### 課題
新幹線ホームのダライ・ラマ法王についての文章を、一字一句違えずに全文書き写しなさい。

新幹線ホームのダライ・ラマ法王
愛知県に移動される4月7日の朝、ダライ・ラマ法王はJR東京駅から「のぞみ」に搭乗されるため、新幹線ホームの待合室に向かわれた。(撮影:テンジン・ジグメ)
ホームを行き交う人々を眺めて楽しそうな表情の法王に、遠慮がちにちらちらとのぞき込む一般の人々。(撮影:テンジン・ジグメ)
外国人観光客が気後れせずに写真をねだると、法王は気さくに応じられた。その様子を見た日本人も次々に近寄り、待合室前はまるで記念スナップ撮影会のようになった。(撮影:テンジン・ジグメ)
随行通訳のマリア・リンチェンさんが訳した最新刊『ダライ・ラマ 菩提心の解説』(大蔵出版)を手に取られるダライ・ラマ法王(撮影:テンジン・ジグメ)

### 提供情報
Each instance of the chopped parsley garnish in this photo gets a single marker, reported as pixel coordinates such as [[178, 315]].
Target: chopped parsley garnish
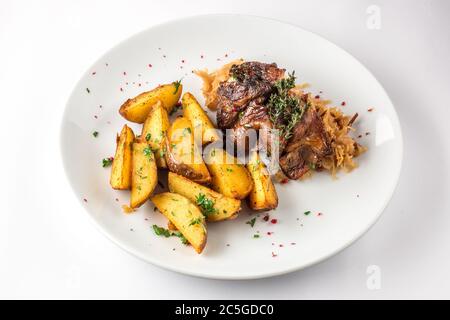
[[160, 231], [195, 221], [106, 162], [177, 85], [205, 204], [181, 237], [251, 222], [285, 110]]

### 解答
新幹線ホームのダライ・ラマ法王
愛知県に移動される4月7日の朝、ダライ・ラマ法王はJR東京駅から「のぞみ」に搭乗されるため、新幹線ホームの待合室に向かわれた。(撮影:テンジン・ジグメ)
ホームを行き交う人々を眺めて楽しそうな表情の法王に、遠慮がちにちらちらとのぞき込む一般の人々。(撮影:テンジン・ジグメ)
外国人観光客が気後れせずに写真をねだると、法王は気さくに応じられた。その様子を見た日本人も次々に近寄り、待合室前はまるで記念スナップ撮影会のようになった。(撮影:テンジン・ジグメ)
随行通訳のマリア・リンチェンさんが訳した最新刊『ダライ・ラマ 菩提心の解説』(大蔵出版)を手に取られるダライ・ラマ法王(撮影:テンジン・ジグメ)